*What you need to do*
Each entry in the block below needs to be copied out exactly.

Data provided Start Marker

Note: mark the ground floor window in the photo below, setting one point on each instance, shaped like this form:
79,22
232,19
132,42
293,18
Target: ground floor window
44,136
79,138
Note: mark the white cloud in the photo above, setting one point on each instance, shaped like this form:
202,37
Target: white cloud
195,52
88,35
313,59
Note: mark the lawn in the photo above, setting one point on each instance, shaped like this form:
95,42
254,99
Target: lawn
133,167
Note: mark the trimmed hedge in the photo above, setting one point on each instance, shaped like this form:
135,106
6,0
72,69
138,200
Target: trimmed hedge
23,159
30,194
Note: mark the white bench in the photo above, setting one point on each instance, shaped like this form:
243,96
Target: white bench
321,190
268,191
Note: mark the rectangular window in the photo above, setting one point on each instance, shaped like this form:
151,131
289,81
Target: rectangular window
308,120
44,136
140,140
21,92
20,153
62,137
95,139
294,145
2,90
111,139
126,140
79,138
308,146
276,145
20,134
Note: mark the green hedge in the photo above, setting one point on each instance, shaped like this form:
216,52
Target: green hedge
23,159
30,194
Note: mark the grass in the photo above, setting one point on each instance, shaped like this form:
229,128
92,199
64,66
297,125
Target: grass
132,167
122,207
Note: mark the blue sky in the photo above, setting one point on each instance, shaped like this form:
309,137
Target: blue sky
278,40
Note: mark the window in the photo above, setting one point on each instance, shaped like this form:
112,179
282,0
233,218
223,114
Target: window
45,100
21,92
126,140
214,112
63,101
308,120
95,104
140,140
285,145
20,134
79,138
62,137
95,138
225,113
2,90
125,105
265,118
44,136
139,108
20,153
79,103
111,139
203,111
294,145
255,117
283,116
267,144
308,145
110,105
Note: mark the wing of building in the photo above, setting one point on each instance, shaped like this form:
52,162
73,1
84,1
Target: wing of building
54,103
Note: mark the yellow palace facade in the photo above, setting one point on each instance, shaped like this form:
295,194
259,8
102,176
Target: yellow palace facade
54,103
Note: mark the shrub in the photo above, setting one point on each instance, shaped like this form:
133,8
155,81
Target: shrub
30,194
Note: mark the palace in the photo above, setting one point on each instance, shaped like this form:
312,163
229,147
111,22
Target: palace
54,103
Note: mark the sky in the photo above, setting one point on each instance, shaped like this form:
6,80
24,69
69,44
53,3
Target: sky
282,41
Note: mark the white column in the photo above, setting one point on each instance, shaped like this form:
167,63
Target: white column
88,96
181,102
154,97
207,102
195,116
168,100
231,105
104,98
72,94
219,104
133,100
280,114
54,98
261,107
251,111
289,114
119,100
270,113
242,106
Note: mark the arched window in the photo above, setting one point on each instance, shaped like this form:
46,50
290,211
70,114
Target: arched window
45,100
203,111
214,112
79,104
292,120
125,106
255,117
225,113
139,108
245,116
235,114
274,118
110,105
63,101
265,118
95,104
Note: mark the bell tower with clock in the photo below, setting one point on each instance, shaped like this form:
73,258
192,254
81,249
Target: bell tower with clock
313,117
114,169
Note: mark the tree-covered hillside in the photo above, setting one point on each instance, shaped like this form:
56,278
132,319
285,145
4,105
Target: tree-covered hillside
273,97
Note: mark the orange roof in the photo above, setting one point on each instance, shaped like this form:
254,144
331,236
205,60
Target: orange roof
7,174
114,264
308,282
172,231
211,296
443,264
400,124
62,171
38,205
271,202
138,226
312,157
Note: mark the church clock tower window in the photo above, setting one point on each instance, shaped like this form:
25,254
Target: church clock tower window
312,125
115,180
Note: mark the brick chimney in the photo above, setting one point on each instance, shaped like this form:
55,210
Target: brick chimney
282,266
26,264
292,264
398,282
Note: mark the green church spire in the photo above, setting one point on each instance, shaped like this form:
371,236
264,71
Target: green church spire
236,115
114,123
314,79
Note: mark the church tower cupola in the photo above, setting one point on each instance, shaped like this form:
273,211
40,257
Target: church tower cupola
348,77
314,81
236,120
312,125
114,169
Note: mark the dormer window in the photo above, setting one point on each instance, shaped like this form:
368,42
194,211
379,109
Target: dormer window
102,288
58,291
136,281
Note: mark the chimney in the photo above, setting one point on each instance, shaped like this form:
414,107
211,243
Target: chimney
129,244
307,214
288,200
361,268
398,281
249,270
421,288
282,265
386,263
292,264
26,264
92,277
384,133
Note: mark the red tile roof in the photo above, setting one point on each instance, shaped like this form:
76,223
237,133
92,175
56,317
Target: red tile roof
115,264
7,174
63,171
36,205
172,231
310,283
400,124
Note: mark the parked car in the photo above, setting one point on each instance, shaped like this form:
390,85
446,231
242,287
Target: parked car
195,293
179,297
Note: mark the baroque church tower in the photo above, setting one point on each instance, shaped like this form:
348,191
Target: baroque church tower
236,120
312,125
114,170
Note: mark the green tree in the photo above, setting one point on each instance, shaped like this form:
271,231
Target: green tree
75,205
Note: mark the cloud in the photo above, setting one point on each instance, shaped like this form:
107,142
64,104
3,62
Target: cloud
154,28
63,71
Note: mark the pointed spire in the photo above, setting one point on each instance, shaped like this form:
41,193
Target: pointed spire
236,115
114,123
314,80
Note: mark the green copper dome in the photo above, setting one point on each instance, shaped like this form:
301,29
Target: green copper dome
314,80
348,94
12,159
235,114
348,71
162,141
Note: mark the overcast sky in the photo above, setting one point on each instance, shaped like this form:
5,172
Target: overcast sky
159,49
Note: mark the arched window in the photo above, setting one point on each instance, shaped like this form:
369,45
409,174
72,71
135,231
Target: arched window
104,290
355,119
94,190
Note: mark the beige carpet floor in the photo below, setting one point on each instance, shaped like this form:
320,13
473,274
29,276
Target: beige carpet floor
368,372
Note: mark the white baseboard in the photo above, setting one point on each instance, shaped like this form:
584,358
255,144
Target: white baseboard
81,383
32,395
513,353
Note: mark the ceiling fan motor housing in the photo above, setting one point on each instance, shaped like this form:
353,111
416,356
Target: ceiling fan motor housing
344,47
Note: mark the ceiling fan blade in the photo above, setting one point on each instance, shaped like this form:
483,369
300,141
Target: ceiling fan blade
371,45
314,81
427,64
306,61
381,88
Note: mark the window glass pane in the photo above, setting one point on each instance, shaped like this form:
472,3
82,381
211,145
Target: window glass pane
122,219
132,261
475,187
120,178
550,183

Data provided End Marker

*Task solution*
Note: mark the ground floor window in the photo below, setting one point on each instance, shaped like this form:
79,22
232,19
132,42
293,18
Target: ground floor window
44,136
79,138
Note: mark the white cloud in the photo above, setting one point on each instance, shaped like this form:
202,37
Target: white cloud
195,52
88,35
313,59
Note: mark the lawn in the photo above, setting one point on each instance, shaped like this form:
95,42
254,99
Target: lawn
133,167
Note: mark the trimmed hedge in the photo above, setting one point on each instance, shaped like this form:
135,106
6,0
72,69
138,200
Target: trimmed hedge
23,159
30,194
Note: mark the white bench in the photo above, setting one point on each instance, shaped like this form:
243,96
Target: white bench
321,190
268,191
Note: mark the rectangular window in the photo above, setting one point on each instance, shaped like this form:
151,131
289,81
Target: rectangular window
308,120
44,136
140,140
21,92
20,153
62,137
95,139
294,145
2,90
111,139
126,140
79,138
308,146
276,145
20,134
Note: mark the green hedge in the photo above, setting one point on each instance, shaped like this form:
216,52
Target: green hedge
23,159
30,194
Note: mark the grass in the photo above, setting one point on each instance, shaped like this form:
229,128
92,199
64,66
297,125
Target: grass
132,167
122,207
Note: mark the blue sky in the photo above, setting one point on each instance, shaped like this form:
309,137
Target: blue sky
278,40
Note: mark the window in the photo above, setting one point on each instance, shaped like this form:
112,179
282,0
233,218
223,114
Target: window
45,100
21,92
126,140
214,112
63,101
308,120
95,104
140,140
285,145
20,134
79,138
62,137
95,138
225,113
2,90
125,105
265,118
44,136
139,108
20,153
79,103
111,139
203,111
294,145
255,117
283,116
267,144
308,145
110,105
Note: mark the wing of building in the photo above, setting one point on each instance, shaped like this form:
52,162
73,1
84,1
Target: wing of building
54,103
Note: mark the yellow palace facade in the photo above, setting one point on each instance, shaped like this form:
295,194
259,8
102,176
Target: yellow palace facade
54,103
Note: mark the shrub in the photo above, setting one point on each instance, shaped like this form:
133,8
155,81
Target: shrub
30,194
Note: mark the palace in the photo above, setting one point on each instance, shaped like this form:
312,163
229,147
111,22
Target: palace
54,103
Note: mark the sky in the photo above, setting one point on each instance, shaped like this form:
6,80
24,69
69,44
53,3
Target: sky
282,41
Note: mark the white column in the photo above, setting one point on each instance, shaped like this form:
167,63
Target: white column
88,96
181,102
154,97
207,102
195,116
168,100
231,105
104,98
72,94
219,104
133,100
280,114
54,98
261,107
251,111
289,114
119,100
270,113
242,106
Note: mark the arched window in the photo above, setting one point on each instance, shaped like this form:
46,50
290,211
70,114
Target: arched window
45,100
203,111
214,112
79,104
292,120
125,106
255,117
225,113
139,108
245,116
235,114
274,118
110,105
63,101
265,118
95,104
Note: mark the bell tower with clock in the photo below, setting one point on each instance, shaped like this form:
73,258
192,254
81,249
Target: bell tower with clock
313,117
114,169
Note: mark the tree-covered hillside in the photo above, setting one point on each instance, shaped like this form:
56,278
132,319
285,145
4,105
Target: tree-covered hillside
273,97
Note: mark the orange roof in the photo above, setting one point on each instance, shaped like this form:
254,144
331,236
205,60
Target: orange roof
7,174
114,264
308,282
172,231
211,296
443,264
400,124
62,171
38,205
271,202
138,226
312,157
Note: mark the church clock tower window in the photo above, setting one point on each instance, shaped like this form:
25,254
Target: church clock tower window
312,125
115,180
Note: mark the brick chimney in the photo above, setting one point on each instance, shaped like this form:
55,210
Target: brick chimney
282,266
26,264
292,264
398,282
Note: mark the green church spire in the photo above, setting one point on each instance, shaped like this form:
371,236
264,71
Target: green church spire
236,115
114,123
314,79
Note: mark the church tower cupola in the photo above, setting one point on each instance, shaped like this form:
273,211
40,257
Target: church tower cupola
348,77
314,81
236,120
312,125
114,169
Note: mark the dormer window in the photo above, setting one point on each instance, shaped like this form:
368,42
194,211
379,109
Target: dormer window
102,288
58,291
136,281
Note: mark the chimney in the photo above, setting one point on each instance, shaped like this form:
414,107
211,243
Target: chimney
129,244
307,214
288,200
361,268
398,281
249,270
421,288
282,265
386,263
292,264
26,264
92,277
384,133
Note: mark the red tile roof in the photo above, setting one point on each instance, shaped like this form:
76,223
237,133
92,175
56,317
Target: red tile roof
115,264
7,174
63,171
36,205
172,231
310,283
400,124
Note: mark the parked car in the photo above, setting one point on each instance, shaped like this form:
390,85
446,231
242,287
Target: parked car
195,293
179,297
Note: mark the baroque church tower in the photo above, setting one point on each instance, shaped like this form:
348,191
Target: baroque church tower
236,120
312,125
114,170
Note: mark the green tree in the photo above, setting one point on each instance, shaped like this form:
271,231
Target: green tree
75,205
Note: mark the cloud in the photo above, setting one point on each instance, shaped like this form:
107,142
64,104
3,62
Target: cloud
154,28
63,71
Note: mark the pointed spire in the photo above, setting one point on each instance, shaped like this form:
41,193
Target: pointed spire
236,115
114,123
314,80
Note: mark the green copper dome in the photo above, setting one point on each instance, shaped like this form:
301,29
Target: green copper dome
314,80
348,94
12,159
235,114
348,71
162,141
Note: mark the overcast sky in the photo above, setting one point on each instance, shaped like this form:
5,172
Target: overcast sky
159,49
Note: mark the arched window in the photo above, setting one point on each instance, shaped like this form:
369,45
409,174
72,71
135,231
Target: arched window
104,290
355,119
94,190
Note: mark the beige carpet floor in the photo below, setting one point on each instance, shaped like this form:
320,13
473,274
29,276
Target: beige carpet floor
368,372
Note: mark the white baseboard in the photo above, setting one point on each instance, shaped like this form:
584,358
255,144
Target: white baseboard
81,383
32,395
513,353
Note: mark the ceiling fan motor housing in the photo above, setting one point on each instance, shaped like this form:
353,111
416,356
Target: ceiling fan motor housing
344,47
Note: mark the ceiling fan blade in the photo above, setting one point on each instance, shaped like this form:
483,369
300,141
Target: ceiling fan blade
371,45
314,81
427,64
306,61
381,88
Note: mark the window glass pane in the photo above, setting one point on each instance, shaped like this form:
472,3
82,381
211,145
Target: window glass pane
122,219
132,261
475,187
120,178
550,183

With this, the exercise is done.